_Dataset excerpts_
================

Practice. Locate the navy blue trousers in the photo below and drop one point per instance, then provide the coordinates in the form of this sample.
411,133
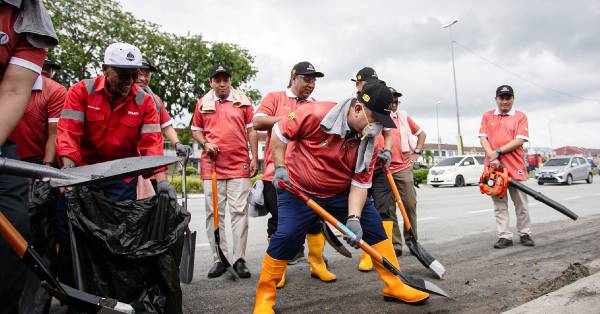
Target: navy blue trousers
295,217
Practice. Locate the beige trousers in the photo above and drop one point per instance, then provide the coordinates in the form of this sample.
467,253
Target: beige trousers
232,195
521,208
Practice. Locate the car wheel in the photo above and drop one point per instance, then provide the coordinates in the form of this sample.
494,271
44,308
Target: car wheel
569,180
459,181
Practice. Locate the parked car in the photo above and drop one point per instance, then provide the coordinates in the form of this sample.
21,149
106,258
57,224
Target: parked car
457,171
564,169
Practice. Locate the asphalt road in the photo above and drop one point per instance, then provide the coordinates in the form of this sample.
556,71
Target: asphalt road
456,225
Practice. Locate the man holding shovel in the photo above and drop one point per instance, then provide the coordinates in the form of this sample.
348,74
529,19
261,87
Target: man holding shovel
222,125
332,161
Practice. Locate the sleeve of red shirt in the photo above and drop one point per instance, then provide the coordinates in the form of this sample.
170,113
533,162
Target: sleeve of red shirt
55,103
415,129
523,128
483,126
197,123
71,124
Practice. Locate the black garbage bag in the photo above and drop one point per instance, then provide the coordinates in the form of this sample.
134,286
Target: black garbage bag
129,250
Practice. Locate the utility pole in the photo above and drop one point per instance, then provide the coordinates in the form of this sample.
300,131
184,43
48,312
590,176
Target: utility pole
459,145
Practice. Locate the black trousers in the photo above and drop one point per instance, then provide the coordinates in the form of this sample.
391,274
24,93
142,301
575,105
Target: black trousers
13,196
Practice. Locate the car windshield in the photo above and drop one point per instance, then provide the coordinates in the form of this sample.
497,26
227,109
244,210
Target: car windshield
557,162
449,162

================

_Work required_
Copy, without any change, the lines above from the one containing "Practice. Locate the car wheel" to the end, both ends included. Add nothing else.

_Reply_
Practice. Locate the car wheel in the photo above and drop one point per instance, then provide the coordinates in the form of this sample.
494,271
44,308
Target: car wheel
569,180
459,181
Practice. Locate the parked car in the photo above and drop one point per instance, then provide the coordinates in the form of this sample.
21,149
106,258
57,224
Target: parked car
457,171
564,169
Practice. Locate the asphalt road in the photo above and drop one point per instance, then provide the coordinates in the form of this sample.
556,71
Target: asphalt road
456,225
Practice. Locate the man holding shovel in the photo above and drop one point per instance, then provide the coordinates in the form of this sample.
348,74
529,19
261,87
Target: man holding shovel
222,125
332,161
Practice. Locate the sleeve of red shirt in the photo above and drop one point per instance, then provide the coordinates in the form of this sample.
170,113
533,162
Target: sleeve of red shirt
55,103
415,129
523,128
483,126
197,123
71,124
Practice. Locate the black garbage bag in the photo above and drop one point per instance, then provide the coordinates in the form of this sample.
134,286
Target: black garbage bag
129,250
Practice. Locate the utility pole in the photo above and drop one point per instance, then provide the coordinates in the form of this sample.
300,131
184,43
48,312
590,176
Target: utility pole
459,145
Practice. Locate the black trousers in the photo above and drop one point per instance, then provide the coordinates in the form of this sample.
391,274
24,93
142,301
575,105
Target: black trousers
13,196
Practice. Locate the car windshield in the photo above and drop one point per instance, then provide the coordinates in the form of this sample.
497,26
227,109
244,210
Target: car windshield
557,162
449,162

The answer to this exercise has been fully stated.